WHAT IS EXPECTED:
Would it be possible to write out each entry below exactly, without the pictures?

EXTRACTED DATA:
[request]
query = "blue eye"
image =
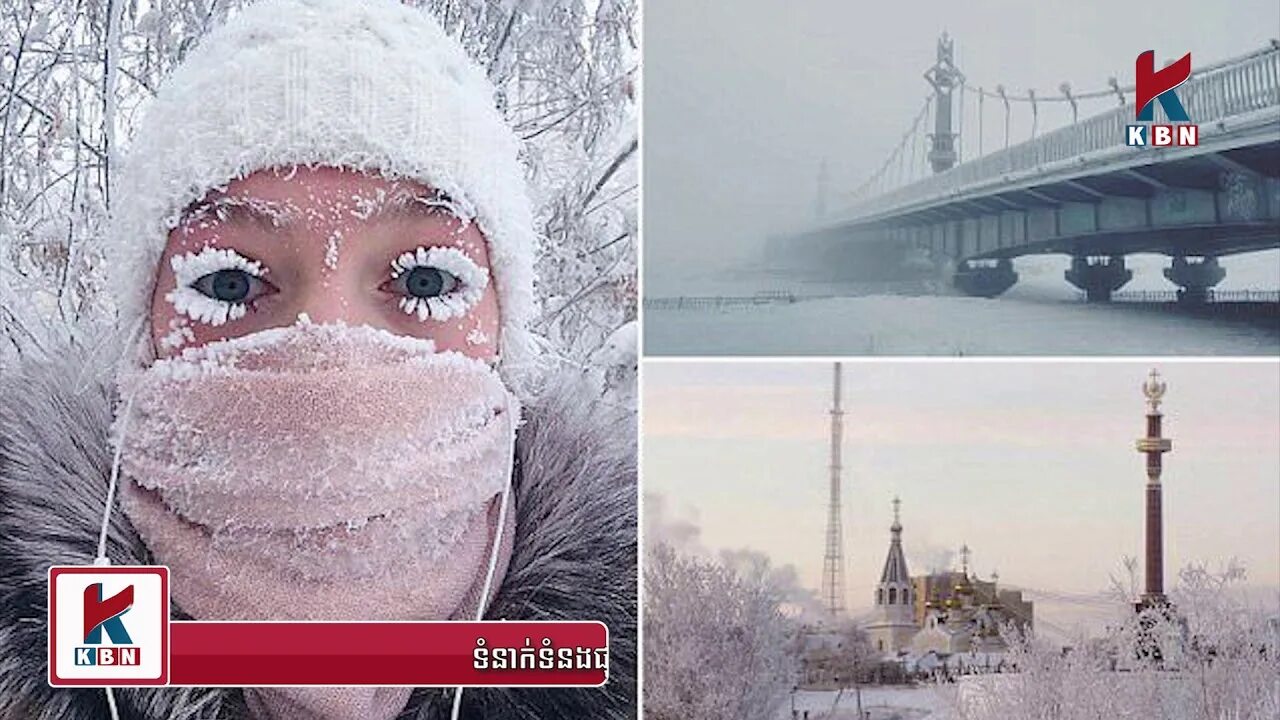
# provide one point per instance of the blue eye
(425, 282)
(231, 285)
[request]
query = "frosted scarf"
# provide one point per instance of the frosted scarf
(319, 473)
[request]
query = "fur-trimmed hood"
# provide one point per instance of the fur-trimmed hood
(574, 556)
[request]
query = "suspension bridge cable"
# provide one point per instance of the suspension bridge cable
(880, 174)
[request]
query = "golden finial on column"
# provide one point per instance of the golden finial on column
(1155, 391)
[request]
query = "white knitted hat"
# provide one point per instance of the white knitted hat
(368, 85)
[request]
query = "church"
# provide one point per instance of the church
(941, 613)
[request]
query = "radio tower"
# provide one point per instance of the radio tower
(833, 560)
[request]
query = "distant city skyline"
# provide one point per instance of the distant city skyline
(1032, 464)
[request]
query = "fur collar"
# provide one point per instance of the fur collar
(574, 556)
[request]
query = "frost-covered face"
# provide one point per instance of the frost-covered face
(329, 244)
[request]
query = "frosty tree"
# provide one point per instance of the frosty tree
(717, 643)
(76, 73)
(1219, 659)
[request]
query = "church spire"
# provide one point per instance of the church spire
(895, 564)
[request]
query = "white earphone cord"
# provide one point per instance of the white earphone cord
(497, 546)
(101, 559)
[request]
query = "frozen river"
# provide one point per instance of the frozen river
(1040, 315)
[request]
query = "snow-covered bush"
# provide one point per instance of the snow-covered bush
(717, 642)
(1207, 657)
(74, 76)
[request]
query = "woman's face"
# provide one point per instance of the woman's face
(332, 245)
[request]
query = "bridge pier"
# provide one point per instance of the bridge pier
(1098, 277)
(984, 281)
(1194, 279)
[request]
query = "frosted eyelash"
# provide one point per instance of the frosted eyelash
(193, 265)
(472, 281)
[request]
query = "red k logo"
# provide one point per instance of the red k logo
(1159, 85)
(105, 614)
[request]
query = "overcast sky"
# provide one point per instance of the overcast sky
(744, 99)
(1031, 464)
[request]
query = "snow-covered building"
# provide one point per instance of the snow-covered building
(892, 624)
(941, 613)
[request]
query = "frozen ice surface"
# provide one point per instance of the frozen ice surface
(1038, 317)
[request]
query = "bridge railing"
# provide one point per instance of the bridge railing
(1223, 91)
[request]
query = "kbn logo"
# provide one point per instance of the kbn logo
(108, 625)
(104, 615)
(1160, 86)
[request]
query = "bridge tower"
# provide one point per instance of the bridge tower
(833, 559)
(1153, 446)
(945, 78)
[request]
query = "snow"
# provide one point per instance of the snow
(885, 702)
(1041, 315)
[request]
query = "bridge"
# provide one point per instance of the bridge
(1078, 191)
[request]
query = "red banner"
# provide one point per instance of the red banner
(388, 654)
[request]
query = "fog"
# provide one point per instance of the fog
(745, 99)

EXERCISE ANSWER:
[request]
query = "blue eye"
image =
# provide one point per instance of the blue eye
(425, 282)
(231, 285)
[request]
query = "frosted scarf"
# provide one point per instance of the frosted scarf
(319, 473)
[request]
query = "fur-trimmed hood"
# provide one point per instance of the fur-trimmed hood
(574, 556)
[request]
query = "suspension bridge cable"
# provide one point per instance of the suspension bridge cable
(880, 174)
[request]
query = "golden finial on column"
# provide one point per instance of the golden finial on column
(1155, 391)
[request]
query = "white knitted hat"
# provide one point per instance of the white knitted hat
(368, 85)
[request]
query = "church"
# provide one point per instance of the church
(941, 613)
[request]
query = "radio tower"
# provide one point per instance of the radio tower
(833, 560)
[request]
query = "distant city skyline"
# provide one point per instance of the distant city skyline
(1032, 464)
[request]
query = "fur collar"
# provide one point per instance of the fur collar
(574, 556)
[request]
query = "frost-covered face"
# provide one point per instance of the frost-covered face
(329, 244)
[request]
query = "frosty tree"
# provide one point per instance of the frosty tree
(717, 643)
(76, 73)
(1219, 659)
[request]
query = "church spire"
# provide one point per instance of the church spire
(895, 564)
[request]
query = "white earphone cord"
# provide one point per instance of the white earphone cord
(497, 546)
(101, 559)
[request]
query = "frozen river"
# provide one point per instance of the frozen river
(1040, 315)
[request]
query = "snow-covered bush"
# provide one point per instance of the snow-covered bush
(717, 642)
(1207, 657)
(74, 76)
[request]
query = "woman's face"
# provide one point per instance of the woman's face
(332, 245)
[request]
query = "bridge pier"
# provide one point per instance of the bridge pier
(1098, 277)
(984, 281)
(1194, 279)
[request]
query = "frosted eyelash"
# provide one point per instance of the frosted eyelash
(193, 265)
(472, 281)
[request]
query = "red k logo"
# provide one point per instance of the red k logo
(1159, 85)
(105, 614)
[request]
query = "overcast sky"
# provide one point per instance of the overcast sky
(744, 99)
(1031, 464)
[request]
query = "snow-covered building"
# provide one point per instance of the snow-covered building
(892, 624)
(941, 613)
[request]
query = "frozen ice surface"
# provide one point per instance of the frozen ice surface
(1038, 317)
[request]
query = "bridge railing"
# provide one point per instance of the bridge railing
(1223, 91)
[request]
query = "kbn logo"
# provide one point per instance of the kbn logo
(108, 625)
(104, 615)
(1160, 86)
[request]
query = "bridge tower"
# provide one point per instance of the bridge tower
(833, 559)
(1153, 446)
(945, 78)
[request]
query = "snow"
# provide one point per instance of the snow
(885, 702)
(1041, 315)
[request]
query = "bridge"
# provide one point per instance of the bridge
(1078, 191)
[request]
query = "red banner"
# provide one point per instance of the red banner
(388, 654)
[request]
query = "fog"
# provide one point per instance of the fog
(745, 99)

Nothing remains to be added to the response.